[Extrait du document]:
___

LOI SUR LE FONCIER
Les propositions sur la table

Depuis le début de l’année, les auditions de la mission parlementaire sur le foncier agricole sont menées et doivent s’achever à la rentrée. Sur ce sujet, une grande diversité de propositions d’évolutions législatives est discutée. Des notaires aux syndicats agricoles, en passant par les établissements publics fonciers locaux (EPFL), les Safer ou les universitaires, c’est le grand écart. L’examen du projet de loi est attendu pour début 2019.
Les propositions sur la table

Le cœur du projet de loi sur le foncier agricole, qui sera débattu en 2019, s'inspirera pour une part des propositions portées par le député socialiste Dominique Potier, nommé co-rapporteur de la mission parlementaire sur le foncier agricole avec une députée LREM, Anne-Laurence Petel. Durant le précédent quinquennat, le député de Meurthe-et-Moselle avait porté, à deux reprises, des propositions sur le droit de préemption renforcé pour les Safer et la lutte contre l'accaparement des terres, qui furent retoquées par le Conseil constitutionnel.

___

[Objectif énoncé A]: D'après l'extrait du document, quelle députée partage avec Dominique Potier la fonction de co-rapporteur de la mission parlementaire sur le foncier agricole ?

___

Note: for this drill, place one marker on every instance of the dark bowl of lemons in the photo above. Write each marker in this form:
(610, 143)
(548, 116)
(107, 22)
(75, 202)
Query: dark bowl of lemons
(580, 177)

___

[Objectif énoncé B]: Modifiez l'ensemble des enregistrements en substituant « oranges » à « lemons ». Le reste ne doit pas changer.

[Réponse exacte A]: Anne-Laurence Petel, députée LREM.

[Réponse exacte B]:
Note: for this drill, place one marker on every instance of the dark bowl of oranges in the photo above. Write each marker in this form:
(610, 143)
(548, 116)
(107, 22)
(75, 202)
Query: dark bowl of oranges
(580, 177)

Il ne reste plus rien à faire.